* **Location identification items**
####

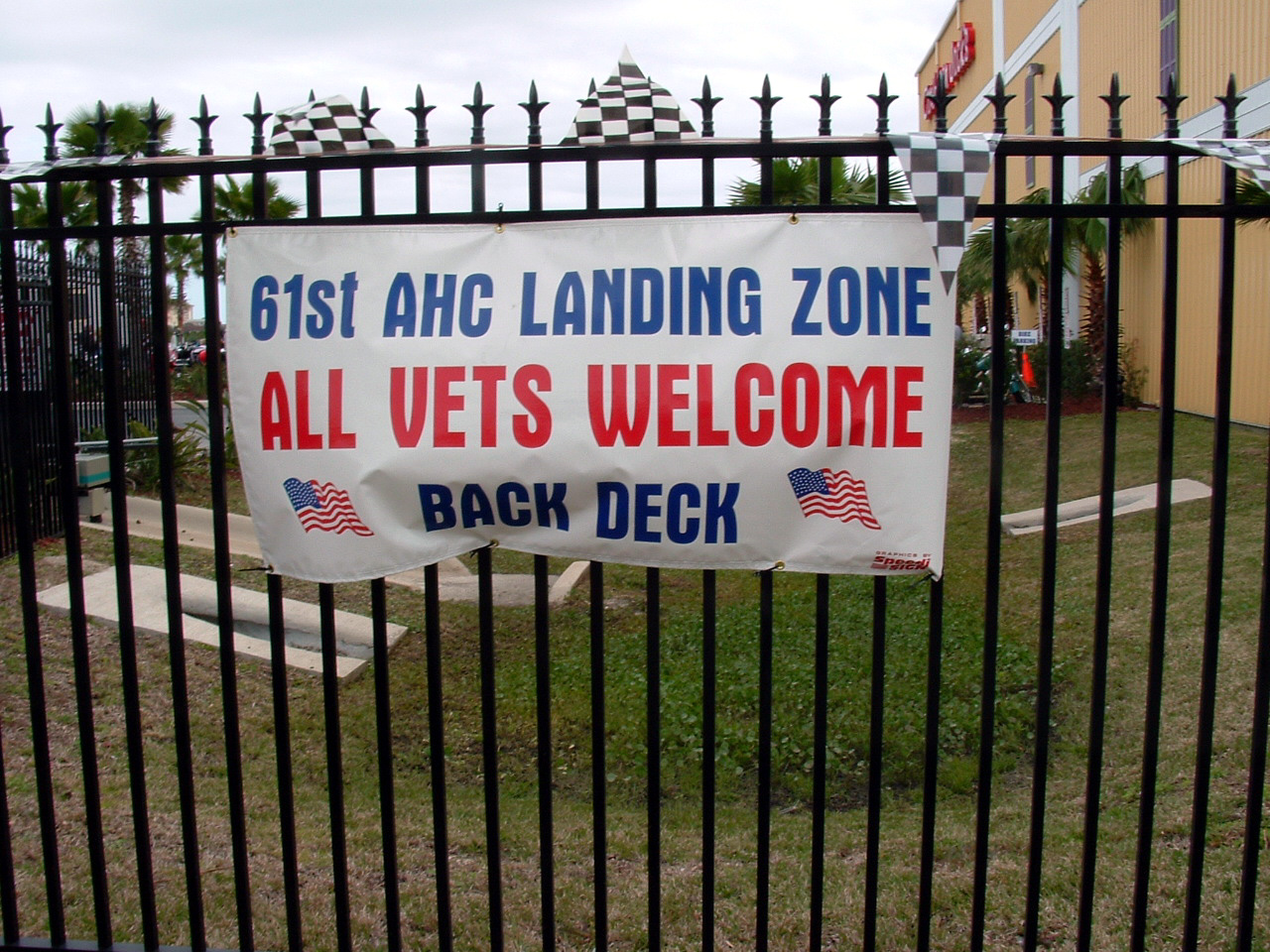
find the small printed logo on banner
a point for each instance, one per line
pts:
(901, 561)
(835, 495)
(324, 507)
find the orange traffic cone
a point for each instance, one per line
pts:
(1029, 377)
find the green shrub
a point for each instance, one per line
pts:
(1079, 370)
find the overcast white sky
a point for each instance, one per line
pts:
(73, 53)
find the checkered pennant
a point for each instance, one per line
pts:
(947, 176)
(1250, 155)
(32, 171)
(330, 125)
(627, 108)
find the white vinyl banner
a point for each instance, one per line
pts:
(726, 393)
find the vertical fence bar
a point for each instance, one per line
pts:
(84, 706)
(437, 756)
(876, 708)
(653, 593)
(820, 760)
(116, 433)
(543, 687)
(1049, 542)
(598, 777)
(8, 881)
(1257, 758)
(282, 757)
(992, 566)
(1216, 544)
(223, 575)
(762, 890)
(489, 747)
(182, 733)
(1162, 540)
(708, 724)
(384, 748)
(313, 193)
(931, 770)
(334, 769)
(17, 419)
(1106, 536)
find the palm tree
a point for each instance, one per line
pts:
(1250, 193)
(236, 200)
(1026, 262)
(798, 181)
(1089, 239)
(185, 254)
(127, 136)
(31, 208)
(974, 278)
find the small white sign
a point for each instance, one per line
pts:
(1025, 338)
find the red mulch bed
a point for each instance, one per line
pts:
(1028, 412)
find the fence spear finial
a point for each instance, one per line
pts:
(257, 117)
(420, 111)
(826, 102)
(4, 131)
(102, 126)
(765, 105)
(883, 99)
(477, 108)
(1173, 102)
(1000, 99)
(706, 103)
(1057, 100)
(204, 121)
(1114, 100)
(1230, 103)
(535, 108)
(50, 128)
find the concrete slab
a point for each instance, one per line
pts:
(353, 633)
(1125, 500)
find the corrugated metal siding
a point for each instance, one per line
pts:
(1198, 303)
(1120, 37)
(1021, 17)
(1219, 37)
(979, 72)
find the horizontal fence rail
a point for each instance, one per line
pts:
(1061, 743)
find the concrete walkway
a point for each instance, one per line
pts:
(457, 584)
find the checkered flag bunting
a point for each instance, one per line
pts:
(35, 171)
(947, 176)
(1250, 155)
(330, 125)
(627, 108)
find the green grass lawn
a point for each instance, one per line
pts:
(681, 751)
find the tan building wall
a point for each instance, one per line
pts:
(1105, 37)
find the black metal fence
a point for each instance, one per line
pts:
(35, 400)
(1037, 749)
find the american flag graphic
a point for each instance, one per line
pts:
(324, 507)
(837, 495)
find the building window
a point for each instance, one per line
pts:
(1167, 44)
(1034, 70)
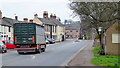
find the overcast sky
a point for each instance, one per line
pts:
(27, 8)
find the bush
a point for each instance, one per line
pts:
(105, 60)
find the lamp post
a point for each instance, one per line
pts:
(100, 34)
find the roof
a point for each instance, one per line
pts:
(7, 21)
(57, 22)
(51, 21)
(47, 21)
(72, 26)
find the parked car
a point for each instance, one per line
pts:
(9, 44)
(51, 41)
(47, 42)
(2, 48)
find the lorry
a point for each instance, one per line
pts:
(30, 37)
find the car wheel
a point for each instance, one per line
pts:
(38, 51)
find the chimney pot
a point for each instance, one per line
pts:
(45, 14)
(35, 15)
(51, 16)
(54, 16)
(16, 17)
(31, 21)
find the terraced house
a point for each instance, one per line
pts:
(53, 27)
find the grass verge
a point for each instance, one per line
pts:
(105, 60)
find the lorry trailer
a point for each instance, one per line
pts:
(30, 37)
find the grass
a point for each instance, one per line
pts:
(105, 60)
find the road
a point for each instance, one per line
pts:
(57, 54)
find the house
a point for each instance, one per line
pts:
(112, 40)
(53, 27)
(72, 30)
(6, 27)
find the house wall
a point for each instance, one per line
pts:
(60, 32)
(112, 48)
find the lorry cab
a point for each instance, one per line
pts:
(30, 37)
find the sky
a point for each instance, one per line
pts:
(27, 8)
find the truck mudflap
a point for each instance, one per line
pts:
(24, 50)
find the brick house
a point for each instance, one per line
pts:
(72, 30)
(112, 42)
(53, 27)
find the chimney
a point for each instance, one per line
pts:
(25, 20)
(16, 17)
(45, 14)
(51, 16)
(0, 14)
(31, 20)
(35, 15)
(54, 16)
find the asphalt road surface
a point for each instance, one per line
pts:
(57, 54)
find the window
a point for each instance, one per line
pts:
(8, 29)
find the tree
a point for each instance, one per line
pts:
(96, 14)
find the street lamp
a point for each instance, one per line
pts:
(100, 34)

####

Starting with the line that contains "find the sky", write out each line through the end of the listing, exactly as it appears, and include nothing else.

* **Solution**
find the sky
a point for each instance, one per line
pts:
(27, 8)
find the truck mudflap
a point for each instance, one per line
pts:
(24, 50)
find the brick house
a point for each instance, one per line
pts:
(72, 30)
(112, 42)
(53, 27)
find the chimney
a point for each instance, one per line
pts:
(25, 20)
(16, 17)
(45, 14)
(51, 16)
(0, 14)
(31, 20)
(35, 15)
(54, 16)
find the asphalt road surface
a point for each instance, one per line
pts:
(57, 54)
find the window
a point for each instance, one per line
pts:
(8, 29)
find the tree
a point for each instance, one per line
pts:
(96, 14)
find the street lamp
a point for each instance, one per line
pts:
(100, 34)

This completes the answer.